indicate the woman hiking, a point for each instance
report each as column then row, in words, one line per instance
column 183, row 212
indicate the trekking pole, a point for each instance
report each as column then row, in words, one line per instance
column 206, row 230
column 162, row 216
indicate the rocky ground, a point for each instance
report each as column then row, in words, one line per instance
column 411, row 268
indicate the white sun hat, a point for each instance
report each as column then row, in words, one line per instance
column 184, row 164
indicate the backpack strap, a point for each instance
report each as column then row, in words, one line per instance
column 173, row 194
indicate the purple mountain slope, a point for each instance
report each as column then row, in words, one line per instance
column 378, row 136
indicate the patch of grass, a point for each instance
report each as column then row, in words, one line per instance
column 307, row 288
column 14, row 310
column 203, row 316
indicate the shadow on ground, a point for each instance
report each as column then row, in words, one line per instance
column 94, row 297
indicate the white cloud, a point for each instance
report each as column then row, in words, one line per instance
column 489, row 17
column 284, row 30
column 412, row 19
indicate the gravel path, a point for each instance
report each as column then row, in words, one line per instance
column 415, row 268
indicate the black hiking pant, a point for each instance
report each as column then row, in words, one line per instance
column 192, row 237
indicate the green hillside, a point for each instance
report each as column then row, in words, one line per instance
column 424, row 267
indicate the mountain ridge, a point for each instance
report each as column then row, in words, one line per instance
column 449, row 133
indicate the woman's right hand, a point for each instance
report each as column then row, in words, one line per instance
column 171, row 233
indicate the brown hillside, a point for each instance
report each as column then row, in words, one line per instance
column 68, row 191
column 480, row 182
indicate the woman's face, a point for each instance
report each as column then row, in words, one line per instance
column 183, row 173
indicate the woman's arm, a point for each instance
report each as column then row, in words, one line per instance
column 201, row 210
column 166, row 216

________________________

WORK TO COMPLETE:
Rewrite all of the rows above with every instance of "indicate" changed to "mark", keeping everything else the same.

TASK ANSWER:
mark the woman hiking, a point for each instance
report each as column then row, in words, one line per instance
column 183, row 212
mark the trekking pole, a point for each instance
report each as column then row, in words, one line per instance
column 206, row 230
column 162, row 216
mark the rocky ground, a point for each instance
report each as column then row, in words, one line per instance
column 411, row 268
mark the white sun hat, a point for each instance
report each as column then row, in words, one line per instance
column 184, row 164
mark the backpack strap, a point for each instance
report each as column then row, in words, one line per instance
column 173, row 194
mark the purple mountain slope, a point for each instance
report each as column then row, in words, one line per instance
column 378, row 136
mark the patch of grass, a point for each instance
report each as column then row, in words, one line per instance
column 307, row 288
column 14, row 310
column 203, row 316
mark the shadow on ground, a point for each instance
report each as column then row, in words, one line per instance
column 94, row 297
mark the white cloud, a point for each instance
report each as column then row, in words, one line per instance
column 489, row 17
column 284, row 30
column 412, row 19
mark the gravel path, a point for each instance
report each as column then row, in words, one line per instance
column 415, row 268
mark the black hiking pant, a point for each instance
report each as column then row, in words, one line per instance
column 192, row 237
mark the green hillside, a point for each instance
report each as column then row, in words, one line per instance
column 424, row 267
mark the mountain ridge, a point for each instance
report each as column then row, in words, one line per instance
column 449, row 133
mark the woman's right hand, a point for each instance
report each as column then row, in words, one line per instance
column 171, row 233
mark the brown hillside, a point for each instance
report each as column then row, in words, one line per instance
column 68, row 191
column 480, row 182
mark the woman's face, a point for each instance
report each as column then row, in words, one line per instance
column 183, row 173
mark the woman's arm, a point for each instance
report each as column then row, in words, one line per instance
column 201, row 210
column 166, row 216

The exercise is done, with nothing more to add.